[Location identification records]
>> start
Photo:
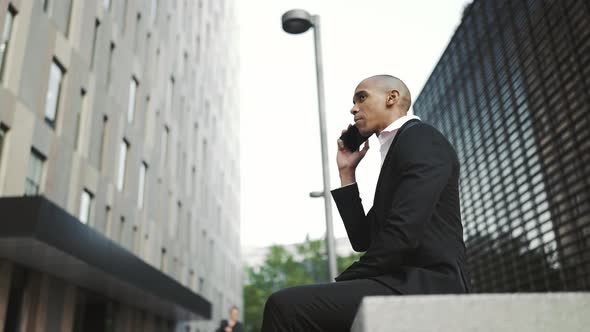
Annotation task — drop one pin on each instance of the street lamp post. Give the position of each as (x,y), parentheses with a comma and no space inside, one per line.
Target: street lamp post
(298,21)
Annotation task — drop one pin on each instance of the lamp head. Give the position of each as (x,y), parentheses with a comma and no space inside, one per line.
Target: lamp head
(296,21)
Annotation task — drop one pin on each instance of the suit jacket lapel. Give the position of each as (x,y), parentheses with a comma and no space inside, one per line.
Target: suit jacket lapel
(389,152)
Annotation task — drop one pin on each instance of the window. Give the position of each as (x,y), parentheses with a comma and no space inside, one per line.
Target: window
(170,95)
(141,191)
(107,221)
(85,206)
(122,164)
(121,231)
(164,144)
(56,74)
(94,39)
(34,173)
(3,131)
(103,138)
(110,63)
(132,98)
(163,260)
(136,36)
(80,116)
(154,11)
(5,41)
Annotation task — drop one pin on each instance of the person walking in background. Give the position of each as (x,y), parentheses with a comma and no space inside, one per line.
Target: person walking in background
(412,236)
(231,324)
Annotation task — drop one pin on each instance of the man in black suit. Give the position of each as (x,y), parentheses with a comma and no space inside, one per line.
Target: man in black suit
(412,236)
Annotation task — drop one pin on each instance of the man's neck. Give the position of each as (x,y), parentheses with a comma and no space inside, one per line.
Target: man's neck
(395,116)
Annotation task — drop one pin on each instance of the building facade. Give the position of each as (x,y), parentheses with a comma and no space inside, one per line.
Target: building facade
(512,93)
(119,165)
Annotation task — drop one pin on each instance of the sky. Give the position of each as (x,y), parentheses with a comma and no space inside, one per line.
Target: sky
(281,159)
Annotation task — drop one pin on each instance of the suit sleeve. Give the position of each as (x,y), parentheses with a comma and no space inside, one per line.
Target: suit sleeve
(426,165)
(351,210)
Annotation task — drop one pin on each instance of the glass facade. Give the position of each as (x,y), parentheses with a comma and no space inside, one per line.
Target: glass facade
(34,174)
(56,74)
(85,206)
(5,38)
(512,93)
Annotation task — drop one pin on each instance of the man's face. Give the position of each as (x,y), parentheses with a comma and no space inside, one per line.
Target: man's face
(369,108)
(234,314)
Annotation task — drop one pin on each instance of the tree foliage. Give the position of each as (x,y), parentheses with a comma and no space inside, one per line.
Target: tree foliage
(281,269)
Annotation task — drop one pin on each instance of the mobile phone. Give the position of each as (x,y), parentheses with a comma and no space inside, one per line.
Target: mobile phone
(353,139)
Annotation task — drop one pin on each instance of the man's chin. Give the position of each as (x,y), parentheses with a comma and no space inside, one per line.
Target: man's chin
(365,132)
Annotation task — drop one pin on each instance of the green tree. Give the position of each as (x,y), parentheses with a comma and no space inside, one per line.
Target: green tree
(283,269)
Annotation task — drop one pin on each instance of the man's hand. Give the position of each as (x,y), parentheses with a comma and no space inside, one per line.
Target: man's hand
(348,161)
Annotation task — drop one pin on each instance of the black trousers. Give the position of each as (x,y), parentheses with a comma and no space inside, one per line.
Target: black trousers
(321,307)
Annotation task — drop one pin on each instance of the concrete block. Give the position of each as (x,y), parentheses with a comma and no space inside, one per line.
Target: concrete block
(539,312)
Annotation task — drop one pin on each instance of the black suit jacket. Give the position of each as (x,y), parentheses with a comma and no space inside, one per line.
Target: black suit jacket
(412,236)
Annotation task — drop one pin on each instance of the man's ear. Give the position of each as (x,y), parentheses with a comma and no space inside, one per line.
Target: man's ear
(392,98)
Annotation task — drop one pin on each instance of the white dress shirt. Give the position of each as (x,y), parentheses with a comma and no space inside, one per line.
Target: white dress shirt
(388,134)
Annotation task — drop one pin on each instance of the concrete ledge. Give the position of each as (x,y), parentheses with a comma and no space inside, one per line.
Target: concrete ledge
(523,312)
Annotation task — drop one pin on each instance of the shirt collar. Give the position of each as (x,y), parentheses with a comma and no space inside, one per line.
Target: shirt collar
(389,132)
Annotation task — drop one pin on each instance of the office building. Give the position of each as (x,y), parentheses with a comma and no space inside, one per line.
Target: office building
(512,93)
(119,165)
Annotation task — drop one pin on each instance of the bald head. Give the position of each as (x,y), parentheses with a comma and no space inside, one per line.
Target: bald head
(390,83)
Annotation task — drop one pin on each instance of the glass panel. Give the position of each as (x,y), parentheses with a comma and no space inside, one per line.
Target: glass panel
(122,163)
(35,171)
(2,136)
(53,90)
(142,173)
(131,104)
(85,206)
(5,39)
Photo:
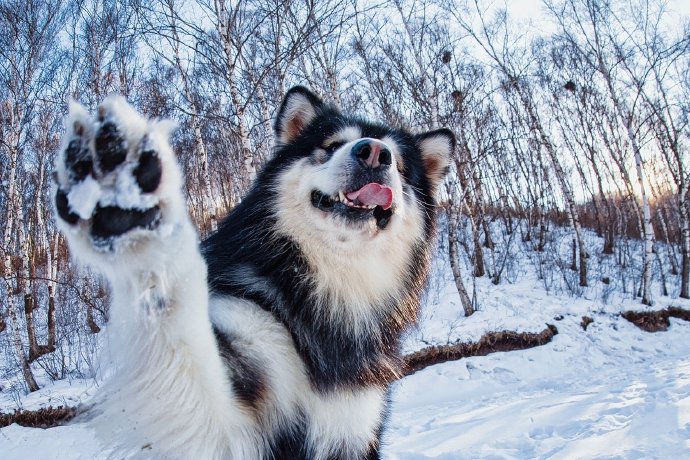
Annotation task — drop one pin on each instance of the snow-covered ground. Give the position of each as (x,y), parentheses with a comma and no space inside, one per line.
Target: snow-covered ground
(612,391)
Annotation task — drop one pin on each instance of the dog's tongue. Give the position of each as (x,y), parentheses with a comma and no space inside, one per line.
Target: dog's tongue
(373,194)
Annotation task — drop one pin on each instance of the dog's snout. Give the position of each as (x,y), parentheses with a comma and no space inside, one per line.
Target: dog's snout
(372,153)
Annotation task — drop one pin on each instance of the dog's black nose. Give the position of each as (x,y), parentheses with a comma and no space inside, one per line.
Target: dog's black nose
(372,153)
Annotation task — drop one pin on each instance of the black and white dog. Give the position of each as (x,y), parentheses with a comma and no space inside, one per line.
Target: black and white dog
(279,335)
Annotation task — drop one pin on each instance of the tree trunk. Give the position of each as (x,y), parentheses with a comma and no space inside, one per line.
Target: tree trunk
(455,267)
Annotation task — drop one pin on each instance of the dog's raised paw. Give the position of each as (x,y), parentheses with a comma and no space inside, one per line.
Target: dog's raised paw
(109,173)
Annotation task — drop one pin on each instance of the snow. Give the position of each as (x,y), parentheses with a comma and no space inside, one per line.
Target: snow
(611,391)
(84,196)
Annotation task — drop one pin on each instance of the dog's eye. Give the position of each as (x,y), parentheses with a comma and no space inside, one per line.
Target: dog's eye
(333,146)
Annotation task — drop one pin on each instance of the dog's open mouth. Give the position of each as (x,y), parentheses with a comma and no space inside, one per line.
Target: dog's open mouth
(370,201)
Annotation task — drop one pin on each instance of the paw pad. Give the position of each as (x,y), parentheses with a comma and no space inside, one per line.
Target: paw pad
(111,147)
(94,189)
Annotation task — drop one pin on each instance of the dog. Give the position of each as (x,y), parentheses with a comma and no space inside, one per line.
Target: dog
(278,336)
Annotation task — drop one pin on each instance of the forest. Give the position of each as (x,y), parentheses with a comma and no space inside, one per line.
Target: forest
(572,134)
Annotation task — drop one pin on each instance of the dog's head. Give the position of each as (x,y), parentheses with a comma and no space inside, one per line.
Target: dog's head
(349,183)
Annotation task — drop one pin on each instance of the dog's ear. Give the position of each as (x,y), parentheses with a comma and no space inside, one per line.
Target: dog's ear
(299,107)
(437,149)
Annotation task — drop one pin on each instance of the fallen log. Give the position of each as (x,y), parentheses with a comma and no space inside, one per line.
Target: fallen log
(490,342)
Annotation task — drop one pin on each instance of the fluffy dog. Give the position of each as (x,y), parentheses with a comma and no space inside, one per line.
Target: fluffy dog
(279,335)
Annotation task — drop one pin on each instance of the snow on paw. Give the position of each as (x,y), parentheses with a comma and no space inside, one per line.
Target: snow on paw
(117,180)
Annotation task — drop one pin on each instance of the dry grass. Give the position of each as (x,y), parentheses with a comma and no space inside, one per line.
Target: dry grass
(655,321)
(42,418)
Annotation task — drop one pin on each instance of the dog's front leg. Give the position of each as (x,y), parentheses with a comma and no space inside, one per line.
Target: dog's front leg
(120,204)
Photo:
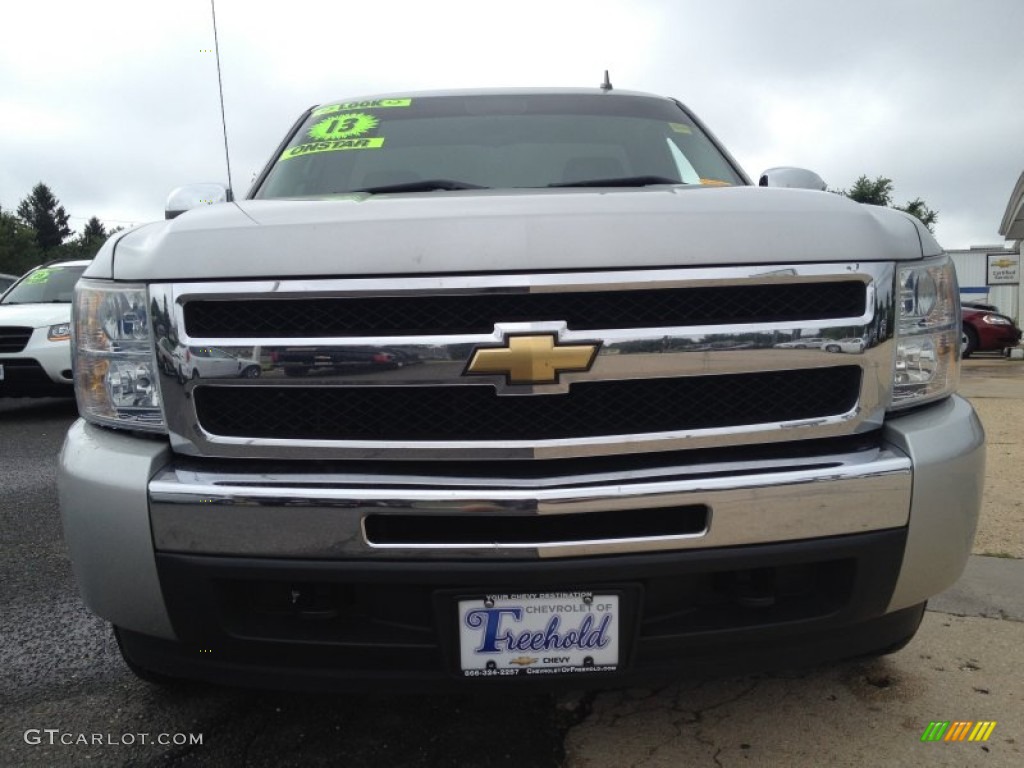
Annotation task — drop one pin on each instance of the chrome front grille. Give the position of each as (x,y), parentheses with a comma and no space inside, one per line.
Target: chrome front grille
>> end
Express the records starting at the line that contains "the dry grass." and ending at the last line of the records as a Markdown table with the columns Row and Entry, giving each line its own numbered row and skipping blank lines. Leave the pictures out of the table.

**Task output:**
| Row | Entry |
|---|---|
| 1 | Annotation task — drop one pin on each instance of the dry grass. Give the position of each as (x,y), parentheses with a comma and no space inside, one per line. |
| 2 | Target: dry grass |
| 3 | (655,321) |
| 4 | (42,418) |
| 5 | Annotation task — drop one pin on each instance of the dog's front leg. Give the position of each as (x,y), parentheses with a comma and no space inside, one per line. |
| 6 | Target: dog's front leg |
| 7 | (120,204) |
| 8 | Photo: |
| 9 | Annotation task — drop one pin on each instance of the chrome front grille. Give the position of each as (x,y), parentheses with a comma and no space inside, one per line. |
| 10 | Target: chrome front grille |